### Requirement
The data below holds the lines to copy: everything from the line containing "Query: dark building facade" to the line containing "Each point like <point>84,112</point>.", both ends included, set down exactly.

<<<<

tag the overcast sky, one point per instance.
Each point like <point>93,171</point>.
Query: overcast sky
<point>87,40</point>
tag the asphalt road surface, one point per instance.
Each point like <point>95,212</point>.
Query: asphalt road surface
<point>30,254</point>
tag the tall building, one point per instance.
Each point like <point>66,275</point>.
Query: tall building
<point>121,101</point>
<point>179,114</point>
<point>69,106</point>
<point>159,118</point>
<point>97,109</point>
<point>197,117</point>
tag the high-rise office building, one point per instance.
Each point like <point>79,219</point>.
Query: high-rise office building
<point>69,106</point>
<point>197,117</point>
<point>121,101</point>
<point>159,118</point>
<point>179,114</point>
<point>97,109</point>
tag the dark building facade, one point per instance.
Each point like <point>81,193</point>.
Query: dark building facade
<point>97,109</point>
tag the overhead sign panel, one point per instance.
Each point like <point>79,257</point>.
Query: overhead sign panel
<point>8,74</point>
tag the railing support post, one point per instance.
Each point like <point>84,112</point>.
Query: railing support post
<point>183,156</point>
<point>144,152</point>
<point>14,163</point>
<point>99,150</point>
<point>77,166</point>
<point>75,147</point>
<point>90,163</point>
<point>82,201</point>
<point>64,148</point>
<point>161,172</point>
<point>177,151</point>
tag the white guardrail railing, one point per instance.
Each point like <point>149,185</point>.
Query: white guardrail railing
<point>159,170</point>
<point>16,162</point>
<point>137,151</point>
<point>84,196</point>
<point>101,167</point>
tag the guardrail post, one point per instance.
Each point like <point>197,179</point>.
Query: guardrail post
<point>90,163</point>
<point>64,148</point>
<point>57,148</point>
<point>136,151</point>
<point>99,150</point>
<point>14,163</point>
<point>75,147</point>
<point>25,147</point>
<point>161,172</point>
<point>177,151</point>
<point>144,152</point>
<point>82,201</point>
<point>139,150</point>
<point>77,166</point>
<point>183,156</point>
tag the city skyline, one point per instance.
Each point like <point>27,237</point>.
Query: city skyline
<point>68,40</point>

>>>>

### Answer space
Query: dark building facade
<point>97,109</point>
tag the overhead sign panel, one point per instance.
Each point like <point>79,257</point>.
Query: overhead sign panel
<point>8,74</point>
tag the railing support post, one point per instance.
Each point like <point>84,112</point>.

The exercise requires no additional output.